[SUPPLIED PASSAGE]
= = = = =

The offer -- agreed last month by the United States, Britain, Russia, China, Germany and France -- is a revised version of one rejected by Tehran two years ago.
Iran's refusal to suspend nuclear enrichment, which can provide fuel for power plants or material for weapons if refined much more, has drawn three rounds of U.N. sanctions since 2006. Tehran says it aims only to generate electricity.
EU diplomats have said the bloc is preparing an asset and funds freeze on Iran's biggest bank, state-owned Bank Melli, but that it first wants to see how Tehran responds to the new offer.
Iran is making windfall gains from record global oil prices and said in April its foreign exchange reserves stood at more than $80 billion.
Iran's foreign reserves figure has been climbing steadily. Some analysts say that, alongside rising oil revenues, Iran has been helped by its decision to shift away from the U.S. dollar into other currencies as the dollar has weakened.
Iran has made the shift as Washington has tried to isolate the Islamic state, including imposing sanctions on Iranian banks. That has pushed many Western banks to scrap dollar dealings with Iran or even end business completely.
Western countries suspect Iran is seeking the ability to make nuclear weapons. Tehran insists its secretive program is purely aimed at generating energy.

= = = = =

[TASK] Copy the Iran report starting at "The offer -- agreed" and ending at "to generate electricity.", swapping "electricity" for "power".

= = = = =

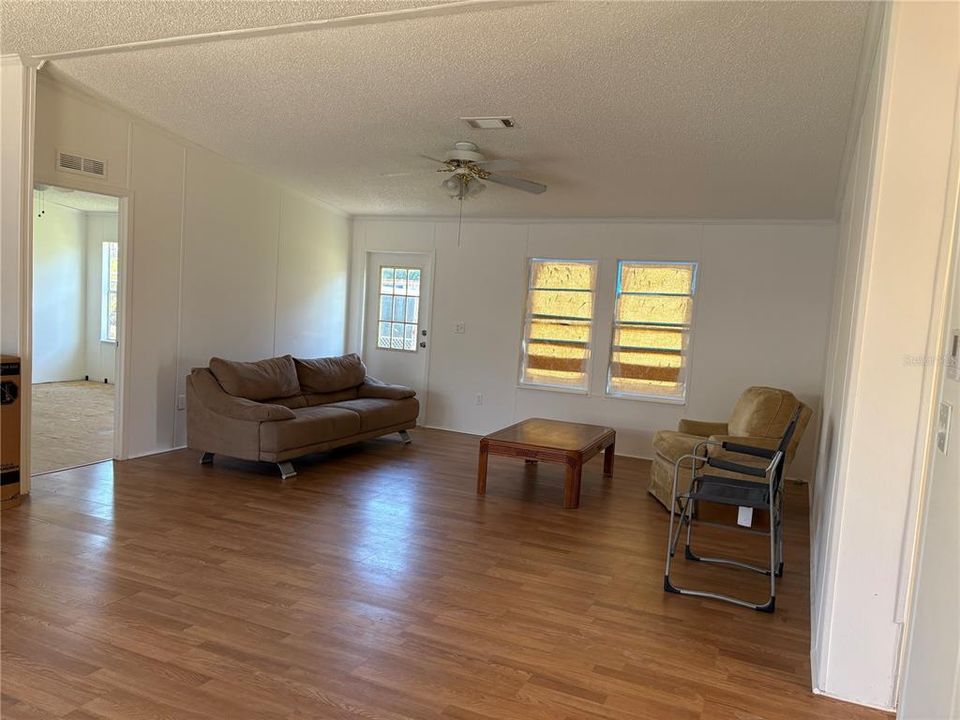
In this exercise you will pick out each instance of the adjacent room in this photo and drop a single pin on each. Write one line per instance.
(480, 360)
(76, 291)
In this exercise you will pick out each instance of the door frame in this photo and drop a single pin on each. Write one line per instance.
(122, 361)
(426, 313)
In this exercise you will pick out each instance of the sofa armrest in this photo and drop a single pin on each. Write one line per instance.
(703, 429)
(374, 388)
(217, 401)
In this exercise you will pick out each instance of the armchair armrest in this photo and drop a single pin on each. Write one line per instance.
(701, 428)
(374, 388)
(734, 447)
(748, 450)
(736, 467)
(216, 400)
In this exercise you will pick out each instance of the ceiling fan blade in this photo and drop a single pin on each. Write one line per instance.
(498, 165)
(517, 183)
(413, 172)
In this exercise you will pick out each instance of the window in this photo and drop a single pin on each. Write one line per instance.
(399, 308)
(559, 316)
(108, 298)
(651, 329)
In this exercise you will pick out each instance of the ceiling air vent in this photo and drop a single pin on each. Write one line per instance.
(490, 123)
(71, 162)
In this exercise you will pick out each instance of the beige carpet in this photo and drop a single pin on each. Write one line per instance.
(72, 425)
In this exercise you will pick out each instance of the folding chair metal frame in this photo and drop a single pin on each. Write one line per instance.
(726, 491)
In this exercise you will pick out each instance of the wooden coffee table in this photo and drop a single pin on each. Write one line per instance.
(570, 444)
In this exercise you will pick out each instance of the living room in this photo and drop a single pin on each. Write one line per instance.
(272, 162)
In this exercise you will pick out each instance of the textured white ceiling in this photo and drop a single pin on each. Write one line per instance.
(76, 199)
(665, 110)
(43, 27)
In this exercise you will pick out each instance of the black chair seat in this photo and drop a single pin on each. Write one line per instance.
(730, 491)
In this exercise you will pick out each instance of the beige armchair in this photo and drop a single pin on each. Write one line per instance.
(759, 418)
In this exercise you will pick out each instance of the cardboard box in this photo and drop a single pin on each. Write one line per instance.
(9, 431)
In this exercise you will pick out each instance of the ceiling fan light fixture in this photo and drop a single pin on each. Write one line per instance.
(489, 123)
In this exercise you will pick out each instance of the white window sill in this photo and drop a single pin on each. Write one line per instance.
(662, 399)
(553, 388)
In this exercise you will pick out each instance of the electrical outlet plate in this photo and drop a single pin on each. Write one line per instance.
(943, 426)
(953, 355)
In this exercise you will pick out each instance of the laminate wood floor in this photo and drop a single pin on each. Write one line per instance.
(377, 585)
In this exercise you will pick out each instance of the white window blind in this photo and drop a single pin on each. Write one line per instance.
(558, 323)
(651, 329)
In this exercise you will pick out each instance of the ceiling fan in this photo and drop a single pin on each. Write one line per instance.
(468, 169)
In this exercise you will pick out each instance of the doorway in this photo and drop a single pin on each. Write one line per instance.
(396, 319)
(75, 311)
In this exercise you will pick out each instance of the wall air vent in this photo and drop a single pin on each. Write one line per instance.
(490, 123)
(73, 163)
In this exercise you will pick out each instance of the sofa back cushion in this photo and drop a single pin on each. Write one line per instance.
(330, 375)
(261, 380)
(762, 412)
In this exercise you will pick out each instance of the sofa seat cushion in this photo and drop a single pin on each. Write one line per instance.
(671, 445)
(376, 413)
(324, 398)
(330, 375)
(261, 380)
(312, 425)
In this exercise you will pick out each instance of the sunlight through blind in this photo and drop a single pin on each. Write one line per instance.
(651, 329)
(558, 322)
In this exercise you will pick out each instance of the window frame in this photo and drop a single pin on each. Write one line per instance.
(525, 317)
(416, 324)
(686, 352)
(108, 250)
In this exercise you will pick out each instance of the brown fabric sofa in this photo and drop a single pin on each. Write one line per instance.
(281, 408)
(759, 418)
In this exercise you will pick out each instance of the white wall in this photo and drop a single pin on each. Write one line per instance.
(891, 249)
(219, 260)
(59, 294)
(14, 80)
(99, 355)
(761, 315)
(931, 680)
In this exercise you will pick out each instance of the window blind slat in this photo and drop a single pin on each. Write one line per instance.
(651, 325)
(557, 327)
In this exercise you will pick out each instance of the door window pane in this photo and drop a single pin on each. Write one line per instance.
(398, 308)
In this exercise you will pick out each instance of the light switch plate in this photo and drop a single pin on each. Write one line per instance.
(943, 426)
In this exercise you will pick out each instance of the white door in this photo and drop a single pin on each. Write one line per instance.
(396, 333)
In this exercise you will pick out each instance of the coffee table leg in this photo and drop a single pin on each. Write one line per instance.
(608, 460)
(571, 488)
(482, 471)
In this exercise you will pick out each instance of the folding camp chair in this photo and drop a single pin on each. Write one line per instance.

= = = = =

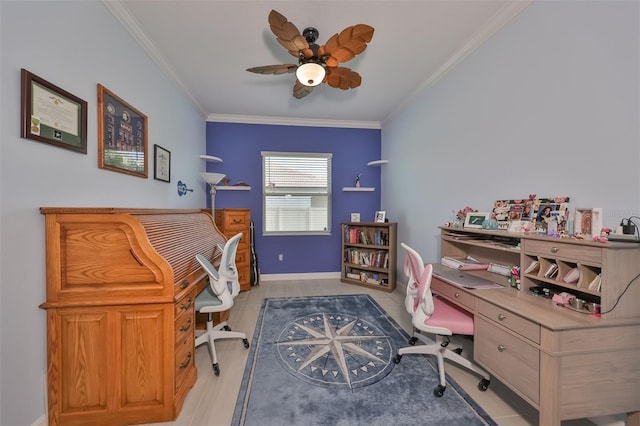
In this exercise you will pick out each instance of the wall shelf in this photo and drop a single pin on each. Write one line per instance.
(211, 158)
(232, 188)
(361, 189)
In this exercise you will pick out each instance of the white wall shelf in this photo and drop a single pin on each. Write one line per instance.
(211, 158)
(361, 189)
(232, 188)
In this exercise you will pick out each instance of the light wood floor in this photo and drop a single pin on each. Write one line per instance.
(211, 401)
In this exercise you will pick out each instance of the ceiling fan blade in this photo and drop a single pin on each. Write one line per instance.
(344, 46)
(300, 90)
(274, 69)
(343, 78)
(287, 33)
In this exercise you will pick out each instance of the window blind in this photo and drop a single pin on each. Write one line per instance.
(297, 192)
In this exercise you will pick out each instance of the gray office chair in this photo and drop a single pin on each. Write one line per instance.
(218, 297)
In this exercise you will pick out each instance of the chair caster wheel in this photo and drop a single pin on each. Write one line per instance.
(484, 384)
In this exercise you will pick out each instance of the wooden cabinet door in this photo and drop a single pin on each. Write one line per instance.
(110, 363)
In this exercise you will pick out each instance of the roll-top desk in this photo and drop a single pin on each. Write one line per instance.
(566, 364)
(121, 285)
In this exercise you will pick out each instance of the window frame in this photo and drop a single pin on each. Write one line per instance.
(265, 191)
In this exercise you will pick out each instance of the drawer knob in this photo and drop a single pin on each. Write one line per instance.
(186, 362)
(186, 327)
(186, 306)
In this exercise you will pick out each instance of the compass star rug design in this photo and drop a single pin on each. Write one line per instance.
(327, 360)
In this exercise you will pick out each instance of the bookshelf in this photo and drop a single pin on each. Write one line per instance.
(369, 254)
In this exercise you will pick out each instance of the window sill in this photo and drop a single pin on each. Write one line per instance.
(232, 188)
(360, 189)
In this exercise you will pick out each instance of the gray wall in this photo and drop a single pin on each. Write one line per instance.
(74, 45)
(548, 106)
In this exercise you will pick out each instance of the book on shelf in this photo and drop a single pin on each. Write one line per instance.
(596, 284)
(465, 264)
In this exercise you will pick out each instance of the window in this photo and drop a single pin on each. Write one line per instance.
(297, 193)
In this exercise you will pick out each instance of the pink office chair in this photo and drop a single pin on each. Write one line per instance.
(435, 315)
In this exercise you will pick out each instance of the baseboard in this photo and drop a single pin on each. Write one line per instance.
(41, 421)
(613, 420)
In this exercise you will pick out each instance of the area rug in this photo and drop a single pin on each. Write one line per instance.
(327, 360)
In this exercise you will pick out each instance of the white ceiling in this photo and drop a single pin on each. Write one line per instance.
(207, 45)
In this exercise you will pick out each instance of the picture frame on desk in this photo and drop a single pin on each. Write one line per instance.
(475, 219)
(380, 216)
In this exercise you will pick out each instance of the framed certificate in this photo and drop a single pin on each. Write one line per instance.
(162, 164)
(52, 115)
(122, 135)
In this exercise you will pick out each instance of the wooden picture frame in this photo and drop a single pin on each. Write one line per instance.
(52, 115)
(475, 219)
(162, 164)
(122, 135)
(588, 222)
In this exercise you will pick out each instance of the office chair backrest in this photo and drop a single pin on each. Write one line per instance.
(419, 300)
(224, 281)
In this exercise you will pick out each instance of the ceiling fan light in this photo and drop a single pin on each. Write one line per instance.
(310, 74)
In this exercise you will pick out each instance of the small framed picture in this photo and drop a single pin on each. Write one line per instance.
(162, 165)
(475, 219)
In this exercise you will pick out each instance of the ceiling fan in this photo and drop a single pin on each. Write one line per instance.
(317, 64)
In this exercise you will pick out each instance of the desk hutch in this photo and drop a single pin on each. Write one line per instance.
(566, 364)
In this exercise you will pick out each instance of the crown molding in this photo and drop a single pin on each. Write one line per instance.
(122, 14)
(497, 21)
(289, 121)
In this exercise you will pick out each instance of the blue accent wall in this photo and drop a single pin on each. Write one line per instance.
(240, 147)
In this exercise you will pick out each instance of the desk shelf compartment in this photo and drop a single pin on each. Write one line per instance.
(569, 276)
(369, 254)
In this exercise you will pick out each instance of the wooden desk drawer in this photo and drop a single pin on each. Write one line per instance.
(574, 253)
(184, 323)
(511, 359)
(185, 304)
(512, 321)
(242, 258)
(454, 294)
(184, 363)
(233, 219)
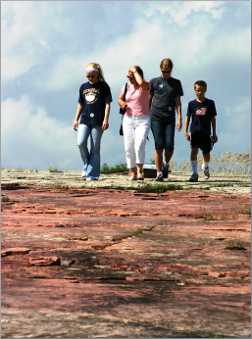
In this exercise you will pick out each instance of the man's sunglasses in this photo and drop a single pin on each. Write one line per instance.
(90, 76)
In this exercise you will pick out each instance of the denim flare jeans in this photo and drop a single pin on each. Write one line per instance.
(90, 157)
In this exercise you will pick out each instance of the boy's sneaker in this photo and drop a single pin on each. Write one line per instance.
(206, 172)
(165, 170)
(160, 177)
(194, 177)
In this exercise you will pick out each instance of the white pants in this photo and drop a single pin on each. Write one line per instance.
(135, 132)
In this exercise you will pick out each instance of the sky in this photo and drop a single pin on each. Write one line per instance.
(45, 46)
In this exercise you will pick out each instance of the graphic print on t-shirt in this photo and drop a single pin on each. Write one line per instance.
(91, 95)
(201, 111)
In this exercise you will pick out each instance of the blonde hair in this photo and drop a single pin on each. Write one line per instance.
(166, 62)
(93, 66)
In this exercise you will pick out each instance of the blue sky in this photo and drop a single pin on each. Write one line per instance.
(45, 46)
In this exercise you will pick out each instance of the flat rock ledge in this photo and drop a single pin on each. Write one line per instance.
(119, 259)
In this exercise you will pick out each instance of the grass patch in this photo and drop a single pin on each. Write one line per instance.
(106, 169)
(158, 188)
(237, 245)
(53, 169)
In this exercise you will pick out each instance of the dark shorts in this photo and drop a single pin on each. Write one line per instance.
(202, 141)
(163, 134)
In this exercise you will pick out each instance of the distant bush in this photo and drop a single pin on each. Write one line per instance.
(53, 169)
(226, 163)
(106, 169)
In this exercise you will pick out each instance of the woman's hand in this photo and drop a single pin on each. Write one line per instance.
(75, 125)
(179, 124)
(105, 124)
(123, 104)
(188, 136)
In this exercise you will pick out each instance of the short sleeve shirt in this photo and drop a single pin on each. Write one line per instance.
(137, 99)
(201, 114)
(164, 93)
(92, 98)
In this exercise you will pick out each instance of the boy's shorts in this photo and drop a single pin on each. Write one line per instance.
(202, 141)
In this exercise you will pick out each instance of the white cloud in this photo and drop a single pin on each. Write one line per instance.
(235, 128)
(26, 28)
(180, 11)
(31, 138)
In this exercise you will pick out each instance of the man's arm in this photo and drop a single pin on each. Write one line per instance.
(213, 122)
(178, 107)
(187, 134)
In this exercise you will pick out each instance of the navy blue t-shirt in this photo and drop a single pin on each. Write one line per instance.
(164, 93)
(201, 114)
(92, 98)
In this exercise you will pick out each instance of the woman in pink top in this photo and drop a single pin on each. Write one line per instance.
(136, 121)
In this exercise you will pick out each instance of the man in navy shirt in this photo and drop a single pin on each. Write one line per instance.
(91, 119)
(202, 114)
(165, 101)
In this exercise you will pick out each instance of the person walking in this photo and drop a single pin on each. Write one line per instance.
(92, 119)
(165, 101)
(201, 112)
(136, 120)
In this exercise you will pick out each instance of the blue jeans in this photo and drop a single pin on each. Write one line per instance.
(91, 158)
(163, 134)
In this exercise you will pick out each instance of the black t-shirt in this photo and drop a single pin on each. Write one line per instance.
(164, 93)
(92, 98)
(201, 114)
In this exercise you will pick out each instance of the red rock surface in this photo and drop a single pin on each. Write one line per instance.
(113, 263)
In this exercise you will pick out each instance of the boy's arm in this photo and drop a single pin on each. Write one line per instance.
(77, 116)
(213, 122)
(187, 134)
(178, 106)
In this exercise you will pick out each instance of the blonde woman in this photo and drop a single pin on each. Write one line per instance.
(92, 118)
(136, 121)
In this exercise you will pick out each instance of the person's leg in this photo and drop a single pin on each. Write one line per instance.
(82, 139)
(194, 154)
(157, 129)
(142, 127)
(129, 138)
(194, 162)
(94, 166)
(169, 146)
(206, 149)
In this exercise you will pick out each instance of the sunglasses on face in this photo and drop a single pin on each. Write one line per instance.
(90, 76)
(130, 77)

= = = = =

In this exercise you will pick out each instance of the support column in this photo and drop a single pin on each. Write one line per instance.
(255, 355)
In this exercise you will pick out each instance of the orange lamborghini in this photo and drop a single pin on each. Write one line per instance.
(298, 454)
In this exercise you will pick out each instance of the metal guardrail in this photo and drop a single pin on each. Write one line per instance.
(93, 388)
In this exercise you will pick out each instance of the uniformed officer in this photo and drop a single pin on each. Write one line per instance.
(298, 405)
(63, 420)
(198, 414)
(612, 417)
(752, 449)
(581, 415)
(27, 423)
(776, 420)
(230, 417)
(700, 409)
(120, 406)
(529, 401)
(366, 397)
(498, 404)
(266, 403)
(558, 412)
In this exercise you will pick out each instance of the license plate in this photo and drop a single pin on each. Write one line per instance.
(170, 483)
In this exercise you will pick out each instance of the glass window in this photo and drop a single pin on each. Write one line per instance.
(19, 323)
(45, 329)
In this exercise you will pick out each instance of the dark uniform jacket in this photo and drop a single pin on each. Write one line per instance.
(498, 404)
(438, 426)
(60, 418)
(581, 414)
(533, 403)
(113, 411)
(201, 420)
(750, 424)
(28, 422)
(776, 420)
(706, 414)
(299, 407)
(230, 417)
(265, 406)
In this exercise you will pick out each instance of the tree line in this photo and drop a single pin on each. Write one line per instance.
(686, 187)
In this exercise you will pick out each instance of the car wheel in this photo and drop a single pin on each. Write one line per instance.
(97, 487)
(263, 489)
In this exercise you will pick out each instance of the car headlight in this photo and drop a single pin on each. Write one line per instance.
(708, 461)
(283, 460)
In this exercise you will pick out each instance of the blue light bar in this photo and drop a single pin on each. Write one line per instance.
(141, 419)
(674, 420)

= = = = =

[OUTPUT FOR THIS EXERCISE]
The offer -- agreed last month by the United States, Britain, Russia, China, Germany and France -- is a revised version of one rejected by Tehran two years ago.
Iran's refusal to suspend nuclear enrichment, which can provide fuel for power plants or material for weapons if refined much more, has drawn three rounds of U.N. sanctions since 2006. Tehran says it aims only to generate power.